◆ What is being asked
Which lines below contain the string "pole"? Collect and copy each of them.
— Begin —
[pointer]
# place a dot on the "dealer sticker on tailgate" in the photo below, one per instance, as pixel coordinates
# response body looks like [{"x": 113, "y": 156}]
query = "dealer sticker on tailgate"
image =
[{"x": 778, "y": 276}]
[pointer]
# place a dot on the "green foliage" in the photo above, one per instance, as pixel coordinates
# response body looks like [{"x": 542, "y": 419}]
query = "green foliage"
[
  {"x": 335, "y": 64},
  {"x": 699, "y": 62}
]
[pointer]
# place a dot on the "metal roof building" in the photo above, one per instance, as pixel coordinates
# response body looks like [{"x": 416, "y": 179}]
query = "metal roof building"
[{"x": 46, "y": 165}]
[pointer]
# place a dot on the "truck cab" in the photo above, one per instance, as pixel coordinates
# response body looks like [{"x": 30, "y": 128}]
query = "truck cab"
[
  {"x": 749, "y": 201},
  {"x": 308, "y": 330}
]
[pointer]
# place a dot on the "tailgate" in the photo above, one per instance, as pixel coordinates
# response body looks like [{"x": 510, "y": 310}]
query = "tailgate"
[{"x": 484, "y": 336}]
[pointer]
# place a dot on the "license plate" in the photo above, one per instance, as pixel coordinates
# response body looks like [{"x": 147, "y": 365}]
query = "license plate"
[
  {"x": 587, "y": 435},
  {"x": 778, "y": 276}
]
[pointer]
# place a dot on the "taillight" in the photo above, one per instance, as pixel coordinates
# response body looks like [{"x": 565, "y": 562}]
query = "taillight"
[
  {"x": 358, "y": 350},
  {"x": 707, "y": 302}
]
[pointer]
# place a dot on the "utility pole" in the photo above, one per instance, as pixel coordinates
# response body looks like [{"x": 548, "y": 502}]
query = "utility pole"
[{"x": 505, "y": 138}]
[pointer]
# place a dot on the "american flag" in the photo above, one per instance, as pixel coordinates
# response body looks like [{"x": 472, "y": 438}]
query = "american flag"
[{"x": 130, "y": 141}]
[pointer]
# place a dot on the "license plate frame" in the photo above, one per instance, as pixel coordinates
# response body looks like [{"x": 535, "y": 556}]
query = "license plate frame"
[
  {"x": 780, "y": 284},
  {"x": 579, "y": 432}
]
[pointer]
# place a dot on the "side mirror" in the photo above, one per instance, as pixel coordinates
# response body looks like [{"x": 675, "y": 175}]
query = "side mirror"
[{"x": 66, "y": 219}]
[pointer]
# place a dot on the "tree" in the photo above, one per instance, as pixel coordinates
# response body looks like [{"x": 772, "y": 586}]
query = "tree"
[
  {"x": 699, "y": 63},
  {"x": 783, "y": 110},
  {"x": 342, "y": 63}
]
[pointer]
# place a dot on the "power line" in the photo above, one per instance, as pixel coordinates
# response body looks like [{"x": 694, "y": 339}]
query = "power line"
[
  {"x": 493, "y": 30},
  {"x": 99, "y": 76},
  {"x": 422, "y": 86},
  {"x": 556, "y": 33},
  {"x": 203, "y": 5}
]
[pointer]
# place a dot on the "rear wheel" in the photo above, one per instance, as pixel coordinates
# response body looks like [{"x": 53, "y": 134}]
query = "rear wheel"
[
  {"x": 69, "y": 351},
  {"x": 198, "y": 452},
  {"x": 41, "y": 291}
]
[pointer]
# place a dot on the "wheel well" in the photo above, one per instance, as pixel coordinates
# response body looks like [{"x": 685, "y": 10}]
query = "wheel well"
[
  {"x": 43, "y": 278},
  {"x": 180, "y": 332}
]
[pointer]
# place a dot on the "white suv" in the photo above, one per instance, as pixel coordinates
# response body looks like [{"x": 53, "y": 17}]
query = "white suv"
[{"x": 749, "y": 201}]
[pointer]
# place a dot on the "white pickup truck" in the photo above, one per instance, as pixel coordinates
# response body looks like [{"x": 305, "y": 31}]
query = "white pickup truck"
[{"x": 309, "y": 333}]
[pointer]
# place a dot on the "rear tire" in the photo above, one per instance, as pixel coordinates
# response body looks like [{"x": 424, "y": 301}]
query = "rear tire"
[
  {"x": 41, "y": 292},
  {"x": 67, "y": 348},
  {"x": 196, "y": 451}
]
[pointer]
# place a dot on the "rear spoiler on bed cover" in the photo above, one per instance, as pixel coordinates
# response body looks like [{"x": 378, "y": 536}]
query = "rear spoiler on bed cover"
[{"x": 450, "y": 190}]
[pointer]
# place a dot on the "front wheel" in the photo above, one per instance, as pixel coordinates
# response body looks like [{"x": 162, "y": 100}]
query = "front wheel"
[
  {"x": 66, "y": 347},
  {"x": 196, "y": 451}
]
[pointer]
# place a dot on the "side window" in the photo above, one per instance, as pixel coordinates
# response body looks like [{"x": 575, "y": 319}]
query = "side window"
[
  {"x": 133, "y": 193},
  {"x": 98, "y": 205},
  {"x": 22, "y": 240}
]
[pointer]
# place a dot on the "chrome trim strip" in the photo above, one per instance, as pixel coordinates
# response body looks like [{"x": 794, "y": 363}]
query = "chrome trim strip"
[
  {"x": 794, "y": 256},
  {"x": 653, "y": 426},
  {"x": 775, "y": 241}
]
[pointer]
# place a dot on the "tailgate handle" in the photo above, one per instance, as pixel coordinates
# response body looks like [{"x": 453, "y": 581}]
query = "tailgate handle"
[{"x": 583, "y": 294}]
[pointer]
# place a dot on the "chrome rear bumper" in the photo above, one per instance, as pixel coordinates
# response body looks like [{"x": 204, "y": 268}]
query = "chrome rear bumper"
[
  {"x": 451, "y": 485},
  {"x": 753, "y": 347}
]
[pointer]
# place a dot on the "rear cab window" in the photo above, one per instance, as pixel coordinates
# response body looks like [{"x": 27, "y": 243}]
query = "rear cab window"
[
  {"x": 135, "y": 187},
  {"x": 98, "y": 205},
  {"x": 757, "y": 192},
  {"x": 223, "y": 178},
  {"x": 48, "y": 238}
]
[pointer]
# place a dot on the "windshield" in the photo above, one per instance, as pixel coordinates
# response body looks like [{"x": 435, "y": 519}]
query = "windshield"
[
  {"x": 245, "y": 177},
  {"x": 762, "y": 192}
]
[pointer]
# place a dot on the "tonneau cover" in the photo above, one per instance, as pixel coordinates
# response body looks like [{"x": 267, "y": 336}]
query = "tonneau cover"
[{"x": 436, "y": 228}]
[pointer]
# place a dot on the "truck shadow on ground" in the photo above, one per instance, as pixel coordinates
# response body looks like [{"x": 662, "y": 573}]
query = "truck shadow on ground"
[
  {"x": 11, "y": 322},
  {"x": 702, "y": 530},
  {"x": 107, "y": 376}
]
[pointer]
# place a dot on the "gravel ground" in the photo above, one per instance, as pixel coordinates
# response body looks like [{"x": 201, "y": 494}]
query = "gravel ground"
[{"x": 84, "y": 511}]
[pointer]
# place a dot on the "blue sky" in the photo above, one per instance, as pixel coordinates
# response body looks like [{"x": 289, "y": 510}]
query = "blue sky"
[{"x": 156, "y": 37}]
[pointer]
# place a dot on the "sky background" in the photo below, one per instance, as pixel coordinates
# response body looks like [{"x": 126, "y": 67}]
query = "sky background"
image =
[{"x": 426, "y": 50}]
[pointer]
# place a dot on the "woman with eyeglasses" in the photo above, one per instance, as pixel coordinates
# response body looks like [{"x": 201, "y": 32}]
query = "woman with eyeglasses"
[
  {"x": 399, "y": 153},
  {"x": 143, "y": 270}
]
— End —
◆ The completed task
# place a dot on the "utility pole" in the photo above, one per instance, as pixel coordinates
query = "utility pole"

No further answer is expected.